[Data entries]
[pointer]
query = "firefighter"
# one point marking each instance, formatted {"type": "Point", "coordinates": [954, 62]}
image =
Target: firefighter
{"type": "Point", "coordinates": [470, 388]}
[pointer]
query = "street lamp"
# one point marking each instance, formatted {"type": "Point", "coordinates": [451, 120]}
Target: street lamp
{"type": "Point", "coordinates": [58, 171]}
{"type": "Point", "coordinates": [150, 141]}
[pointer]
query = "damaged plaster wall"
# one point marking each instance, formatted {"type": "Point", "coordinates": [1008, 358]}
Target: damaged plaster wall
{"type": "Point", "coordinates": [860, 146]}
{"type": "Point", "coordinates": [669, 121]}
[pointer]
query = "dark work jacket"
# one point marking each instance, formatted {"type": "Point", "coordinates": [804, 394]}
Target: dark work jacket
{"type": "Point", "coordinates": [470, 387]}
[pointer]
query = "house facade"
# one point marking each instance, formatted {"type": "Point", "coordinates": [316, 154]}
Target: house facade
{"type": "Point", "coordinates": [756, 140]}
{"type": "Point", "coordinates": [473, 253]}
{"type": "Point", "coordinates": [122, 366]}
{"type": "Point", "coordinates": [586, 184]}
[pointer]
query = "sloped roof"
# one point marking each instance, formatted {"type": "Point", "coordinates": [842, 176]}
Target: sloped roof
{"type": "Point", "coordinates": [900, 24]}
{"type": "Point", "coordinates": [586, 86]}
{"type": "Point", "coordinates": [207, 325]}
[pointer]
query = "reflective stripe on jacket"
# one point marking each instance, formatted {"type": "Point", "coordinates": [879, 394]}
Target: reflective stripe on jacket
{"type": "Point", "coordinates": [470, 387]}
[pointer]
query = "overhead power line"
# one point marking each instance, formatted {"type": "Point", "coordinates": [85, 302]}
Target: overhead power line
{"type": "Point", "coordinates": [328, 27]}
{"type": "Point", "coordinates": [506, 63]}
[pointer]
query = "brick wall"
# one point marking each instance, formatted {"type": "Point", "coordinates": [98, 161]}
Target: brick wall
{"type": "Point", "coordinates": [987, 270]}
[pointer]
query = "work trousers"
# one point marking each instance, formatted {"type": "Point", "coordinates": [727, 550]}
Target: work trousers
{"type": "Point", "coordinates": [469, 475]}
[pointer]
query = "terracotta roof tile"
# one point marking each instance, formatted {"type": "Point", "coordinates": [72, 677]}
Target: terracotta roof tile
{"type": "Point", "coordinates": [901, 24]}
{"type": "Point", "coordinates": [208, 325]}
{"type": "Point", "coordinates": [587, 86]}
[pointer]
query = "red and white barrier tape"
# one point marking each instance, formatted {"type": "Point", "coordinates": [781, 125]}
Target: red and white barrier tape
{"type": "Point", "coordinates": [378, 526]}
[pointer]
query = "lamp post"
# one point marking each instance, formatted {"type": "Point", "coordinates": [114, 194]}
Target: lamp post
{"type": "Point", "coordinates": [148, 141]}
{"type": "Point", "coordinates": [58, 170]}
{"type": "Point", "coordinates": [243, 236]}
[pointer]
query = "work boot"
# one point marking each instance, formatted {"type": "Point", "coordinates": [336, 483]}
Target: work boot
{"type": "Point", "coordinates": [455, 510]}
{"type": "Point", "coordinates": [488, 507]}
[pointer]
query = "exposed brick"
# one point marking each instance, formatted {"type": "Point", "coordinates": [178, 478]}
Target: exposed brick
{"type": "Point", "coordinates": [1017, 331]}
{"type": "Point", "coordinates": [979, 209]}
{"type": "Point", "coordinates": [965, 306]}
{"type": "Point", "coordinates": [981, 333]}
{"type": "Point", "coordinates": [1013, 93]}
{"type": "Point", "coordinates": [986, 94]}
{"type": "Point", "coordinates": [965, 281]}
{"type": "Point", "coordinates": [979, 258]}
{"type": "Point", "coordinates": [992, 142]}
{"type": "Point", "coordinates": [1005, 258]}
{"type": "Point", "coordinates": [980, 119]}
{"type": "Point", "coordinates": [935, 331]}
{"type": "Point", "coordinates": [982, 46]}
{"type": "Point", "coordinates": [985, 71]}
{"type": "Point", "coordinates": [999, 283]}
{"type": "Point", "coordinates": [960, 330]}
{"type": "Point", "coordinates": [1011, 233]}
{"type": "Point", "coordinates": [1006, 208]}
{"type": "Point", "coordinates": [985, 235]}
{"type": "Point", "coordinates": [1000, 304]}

TASK ITEM> In full and without error, restate the data.

YOUR RESPONSE>
[pointer]
query = "firefighter"
# one point marking each instance, formatted {"type": "Point", "coordinates": [954, 62]}
image =
Target: firefighter
{"type": "Point", "coordinates": [470, 388]}
[pointer]
query = "street lamp"
# one point marking each instance, formatted {"type": "Point", "coordinates": [451, 120]}
Target: street lamp
{"type": "Point", "coordinates": [58, 171]}
{"type": "Point", "coordinates": [150, 141]}
[pointer]
query = "damaged plaster wall"
# one point marking each instance, formatted {"type": "Point", "coordinates": [1008, 358]}
Target: damaged plaster wall
{"type": "Point", "coordinates": [860, 146]}
{"type": "Point", "coordinates": [669, 121]}
[pointer]
query = "dark work jacket"
# one point marking each instance, formatted {"type": "Point", "coordinates": [804, 394]}
Target: dark work jacket
{"type": "Point", "coordinates": [470, 387]}
[pointer]
query = "house facade"
# one point marking each instance, formatted {"type": "Point", "coordinates": [316, 154]}
Target: house facade
{"type": "Point", "coordinates": [756, 140]}
{"type": "Point", "coordinates": [473, 253]}
{"type": "Point", "coordinates": [122, 366]}
{"type": "Point", "coordinates": [586, 184]}
[pointer]
query = "sloped roof"
# one point marking each instance, formatted {"type": "Point", "coordinates": [842, 176]}
Target: sloped roof
{"type": "Point", "coordinates": [900, 24]}
{"type": "Point", "coordinates": [586, 86]}
{"type": "Point", "coordinates": [207, 325]}
[pointer]
query = "reflective stripe on jacket"
# one point marking each instance, formatted {"type": "Point", "coordinates": [879, 394]}
Target: reflective stripe on jacket
{"type": "Point", "coordinates": [470, 387]}
[pointer]
query = "overhead power line"
# one point marking each instance, formatted {"type": "Point", "coordinates": [85, 302]}
Target: overhead power line
{"type": "Point", "coordinates": [328, 27]}
{"type": "Point", "coordinates": [506, 63]}
[pointer]
query = "brick wall"
# one point marking each instance, formatted {"type": "Point", "coordinates": [98, 161]}
Target: brick wall
{"type": "Point", "coordinates": [987, 270]}
[pointer]
query = "work trousers"
# one point marking each instance, formatted {"type": "Point", "coordinates": [727, 550]}
Target: work trousers
{"type": "Point", "coordinates": [469, 475]}
[pointer]
query = "terracotta roof tile"
# one point marking each instance, formatted {"type": "Point", "coordinates": [72, 677]}
Target: terracotta roof tile
{"type": "Point", "coordinates": [901, 24]}
{"type": "Point", "coordinates": [208, 325]}
{"type": "Point", "coordinates": [587, 86]}
[pointer]
query = "red and white barrier tape"
# one point marking each instance, formatted {"type": "Point", "coordinates": [781, 125]}
Target: red and white barrier tape
{"type": "Point", "coordinates": [378, 526]}
[pointer]
query = "lamp post"
# one point marking each instance, formatted {"type": "Point", "coordinates": [114, 194]}
Target: lamp post
{"type": "Point", "coordinates": [148, 141]}
{"type": "Point", "coordinates": [58, 170]}
{"type": "Point", "coordinates": [243, 236]}
[pointer]
query = "work boot"
# one point marking each instance, formatted {"type": "Point", "coordinates": [336, 483]}
Target: work boot
{"type": "Point", "coordinates": [455, 510]}
{"type": "Point", "coordinates": [488, 507]}
[pointer]
query = "exposed brick"
# one point marking each instance, formatted {"type": "Point", "coordinates": [178, 478]}
Target: exposed brick
{"type": "Point", "coordinates": [1017, 331]}
{"type": "Point", "coordinates": [979, 209]}
{"type": "Point", "coordinates": [965, 306]}
{"type": "Point", "coordinates": [981, 333]}
{"type": "Point", "coordinates": [1013, 93]}
{"type": "Point", "coordinates": [986, 94]}
{"type": "Point", "coordinates": [965, 281]}
{"type": "Point", "coordinates": [979, 258]}
{"type": "Point", "coordinates": [992, 142]}
{"type": "Point", "coordinates": [1005, 258]}
{"type": "Point", "coordinates": [980, 119]}
{"type": "Point", "coordinates": [935, 331]}
{"type": "Point", "coordinates": [982, 46]}
{"type": "Point", "coordinates": [985, 71]}
{"type": "Point", "coordinates": [999, 283]}
{"type": "Point", "coordinates": [960, 330]}
{"type": "Point", "coordinates": [1011, 233]}
{"type": "Point", "coordinates": [1006, 208]}
{"type": "Point", "coordinates": [985, 235]}
{"type": "Point", "coordinates": [1000, 304]}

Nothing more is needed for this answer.